:: Given records

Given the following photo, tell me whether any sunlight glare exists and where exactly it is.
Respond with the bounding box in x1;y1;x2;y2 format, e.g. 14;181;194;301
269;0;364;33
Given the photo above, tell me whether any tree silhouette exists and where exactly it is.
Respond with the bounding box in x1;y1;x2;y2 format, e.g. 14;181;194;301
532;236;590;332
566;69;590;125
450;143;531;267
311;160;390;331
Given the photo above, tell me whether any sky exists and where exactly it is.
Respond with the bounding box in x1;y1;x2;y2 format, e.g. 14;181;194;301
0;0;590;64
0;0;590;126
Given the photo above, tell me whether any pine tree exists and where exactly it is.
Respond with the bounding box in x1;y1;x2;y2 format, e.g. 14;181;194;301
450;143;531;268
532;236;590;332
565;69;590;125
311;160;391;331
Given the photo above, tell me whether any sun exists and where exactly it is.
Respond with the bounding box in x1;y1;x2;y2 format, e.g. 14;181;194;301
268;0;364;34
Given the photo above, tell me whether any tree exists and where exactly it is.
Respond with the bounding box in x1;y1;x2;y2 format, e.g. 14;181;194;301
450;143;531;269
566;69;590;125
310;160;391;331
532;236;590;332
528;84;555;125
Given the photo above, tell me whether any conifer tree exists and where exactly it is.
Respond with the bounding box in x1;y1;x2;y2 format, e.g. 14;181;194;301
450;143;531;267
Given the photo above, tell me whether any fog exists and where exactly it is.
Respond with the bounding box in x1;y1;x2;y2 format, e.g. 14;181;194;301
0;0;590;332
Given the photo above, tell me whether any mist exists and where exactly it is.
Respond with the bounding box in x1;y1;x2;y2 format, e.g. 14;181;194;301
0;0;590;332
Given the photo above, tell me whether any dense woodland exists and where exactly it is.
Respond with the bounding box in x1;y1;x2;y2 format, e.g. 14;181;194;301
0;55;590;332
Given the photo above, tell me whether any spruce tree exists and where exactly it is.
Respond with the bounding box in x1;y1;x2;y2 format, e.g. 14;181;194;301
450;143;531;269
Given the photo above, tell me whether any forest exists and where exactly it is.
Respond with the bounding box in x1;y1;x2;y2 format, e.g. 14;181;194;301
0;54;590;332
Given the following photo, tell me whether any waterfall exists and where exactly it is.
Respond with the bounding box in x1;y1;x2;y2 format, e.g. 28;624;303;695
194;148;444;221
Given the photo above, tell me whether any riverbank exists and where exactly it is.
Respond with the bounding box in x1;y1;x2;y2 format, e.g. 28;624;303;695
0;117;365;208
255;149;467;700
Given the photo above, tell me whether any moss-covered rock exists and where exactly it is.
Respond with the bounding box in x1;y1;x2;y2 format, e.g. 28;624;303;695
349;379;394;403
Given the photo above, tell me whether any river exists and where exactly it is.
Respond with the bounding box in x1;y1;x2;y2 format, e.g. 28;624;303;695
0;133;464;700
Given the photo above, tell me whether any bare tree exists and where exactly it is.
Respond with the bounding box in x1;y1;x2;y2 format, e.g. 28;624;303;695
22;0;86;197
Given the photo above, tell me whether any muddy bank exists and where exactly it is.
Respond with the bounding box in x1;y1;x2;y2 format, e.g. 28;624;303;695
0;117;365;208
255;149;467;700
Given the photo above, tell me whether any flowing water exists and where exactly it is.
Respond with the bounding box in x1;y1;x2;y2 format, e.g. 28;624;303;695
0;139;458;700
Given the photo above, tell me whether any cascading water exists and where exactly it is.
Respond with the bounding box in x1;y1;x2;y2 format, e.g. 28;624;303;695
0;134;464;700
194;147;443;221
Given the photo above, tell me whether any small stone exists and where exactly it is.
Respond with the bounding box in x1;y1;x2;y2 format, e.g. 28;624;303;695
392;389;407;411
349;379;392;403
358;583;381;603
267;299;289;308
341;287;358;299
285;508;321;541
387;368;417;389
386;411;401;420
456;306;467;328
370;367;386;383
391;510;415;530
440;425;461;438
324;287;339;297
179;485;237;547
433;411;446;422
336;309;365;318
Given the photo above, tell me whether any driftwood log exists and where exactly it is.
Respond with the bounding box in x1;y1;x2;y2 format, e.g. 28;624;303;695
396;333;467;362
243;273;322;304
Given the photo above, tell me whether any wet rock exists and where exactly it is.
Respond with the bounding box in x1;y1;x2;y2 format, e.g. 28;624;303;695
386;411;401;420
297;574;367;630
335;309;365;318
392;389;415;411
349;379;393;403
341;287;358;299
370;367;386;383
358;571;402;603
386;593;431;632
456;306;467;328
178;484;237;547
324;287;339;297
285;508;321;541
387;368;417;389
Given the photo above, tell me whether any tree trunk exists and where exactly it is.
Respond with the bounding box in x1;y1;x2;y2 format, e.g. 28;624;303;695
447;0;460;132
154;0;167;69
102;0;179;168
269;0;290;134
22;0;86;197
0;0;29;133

::::

** To be done **
Swap "bounding box" for "enclosing rectangle" throughout the records and reproduce them with nothing else altered.

** Solution below **
Given the following photo, tell me whether any sunlight glare exists and where exactly it is.
Respond with the enclosing rectangle in x1;y1;x2;y2 format, e.g. 14;181;194;301
269;0;364;33
Given the photo above, tell me whether any tree silhouette exists and where exactly it is.
Respond with the enclosing rectangle in x1;y1;x2;y2 format, e.g. 14;181;194;301
532;236;590;332
566;69;590;125
450;143;531;267
311;160;390;331
Given the photo above, tell me whether any sky exists and where exactly it is.
Respond with the enclosing rectangle in x1;y1;x2;y2 format, e.g. 14;181;194;301
0;0;590;64
0;0;590;126
Given the photo above, tell me whether any pine tree exists and where exactly it is.
Respond with the enclosing rectangle in x1;y1;x2;y2 format, e.g. 14;181;194;301
450;143;531;268
532;236;590;332
565;69;590;125
311;160;391;331
Given the photo above, tell me whether any sun exists and where exactly it is.
Respond with the enclosing rectangle in x1;y1;x2;y2 format, e.g. 14;181;194;301
268;0;364;34
Given the photo above, tell me whether any tree exists and where exactly it is.
Respond with the enclosing rectangle in x1;y1;x2;y2 format, e.g. 14;181;194;301
450;143;531;269
566;69;590;125
310;160;391;331
532;236;590;332
528;84;555;125
Given the photo above, tell me whether any conifer tree exists and where exactly it is.
Respond with the enclosing rectangle in x1;y1;x2;y2 format, e.g. 14;181;194;301
450;143;531;267
Given the photo above, tell me whether any fog exists and where exactly it is.
Respond with the enclosing rectangle in x1;y1;x2;y2 format, e.g. 14;181;194;301
0;0;590;332
Given the photo above, tell me whether any mist exists and where exactly it is.
Respond with the enclosing rectangle in x1;y1;x2;y2 format, e.g. 14;181;194;301
0;0;590;332
Given the photo above, tell me whether any dense woodland exists and where exactly it is.
Respond with the enclosing rectangle in x1;y1;x2;y2 format, e.g. 14;181;194;301
0;55;590;332
Given the photo above, tell me whether any spruce tree exists and where exactly it is.
Respond with the enclosing rectangle in x1;y1;x2;y2 format, e.g. 14;181;194;301
450;143;531;269
Given the photo above, tell me whether any forest exists and where exactly it is.
Respond with the enclosing rectangle in x1;y1;x2;y2 format, e.g. 14;181;194;301
0;54;590;332
Given the following photo, tell me whether any waterfall exists and where exactly it is.
Respond with the enclosing rectangle in x1;y1;x2;y2 format, e.g. 28;624;303;695
194;148;444;221
Given the photo above, tell me whether any riverbank exists and where exactly it is.
Respond with the enclosing rectangle in x1;y1;x2;y2 format, e.g. 28;624;303;695
0;117;365;208
255;149;467;700
Given the photo above, tell me whether any moss-covered rock exists and where exactly it is.
Respond with the enclosing rectangle in x1;y1;x2;y2 format, e.g. 28;624;303;695
349;379;394;403
Given the photo above, tell me whether any river exists and where exactly it is.
Respond with the enclosing rectangle in x1;y1;x2;y2 format, e.g. 28;624;303;695
0;133;464;700
Given the photo above, tell me whether any bare tree exists and where exactly it is.
Respond with the enclosing rectangle in x1;y1;x2;y2 format, e.g. 28;624;303;695
22;0;86;197
Given the photo above, tell me whether any muddy bank exists and where exactly it is.
Respond with the enclosing rectangle in x1;y1;x2;y2 format, e.g. 28;624;303;695
0;117;365;208
255;149;467;700
Given the photo above, tell me whether any flowing water exists and where exactly it is.
Respond with the enclosing rectangle in x1;y1;x2;y2 format, e.g. 28;624;303;695
0;139;458;700
Given the photo above, tell me whether any cascading water exists and where exactly it is.
Respond with the enclosing rectangle in x1;y1;x2;y2 format, e.g. 28;624;303;695
0;134;464;700
194;147;443;221
Given the photo above, tell me whether any small stone exists and where exactly it is.
Respond with the enclosing rectangle in x1;y1;x2;y2 format, e.g. 28;624;303;695
392;389;407;411
349;379;392;403
358;583;381;603
267;299;289;308
341;287;358;299
285;508;321;541
387;368;417;389
386;411;401;420
456;306;467;328
370;367;386;383
391;510;415;530
440;425;461;438
324;287;339;297
179;485;237;547
433;411;446;422
336;309;365;318
Given the photo above, tell me whether any driftwood log exists and where exactly it is.
Respond with the enclosing rectangle in x1;y1;x2;y2 format, e.g. 28;624;303;695
396;333;467;362
243;273;322;304
Given the photo above, tell me whether any wet rock exists and where exactly it is.
Respond with the enclosing rectangle in x1;y1;x2;y2 format, e.g. 28;624;303;695
386;411;401;420
297;574;367;630
335;309;365;318
392;389;415;411
349;379;393;403
341;287;358;299
370;367;386;383
358;571;402;603
386;593;431;632
456;306;467;328
178;484;237;547
324;287;339;297
285;508;321;541
387;368;417;389
Given the photo above, tell me whether any tree trunk exists and where exactly it is.
Respond with the enclosing rectangle in x1;y1;x2;y2 format, e.g. 28;624;303;695
447;0;460;132
154;0;167;69
102;0;179;168
269;0;290;134
22;0;86;197
0;0;29;133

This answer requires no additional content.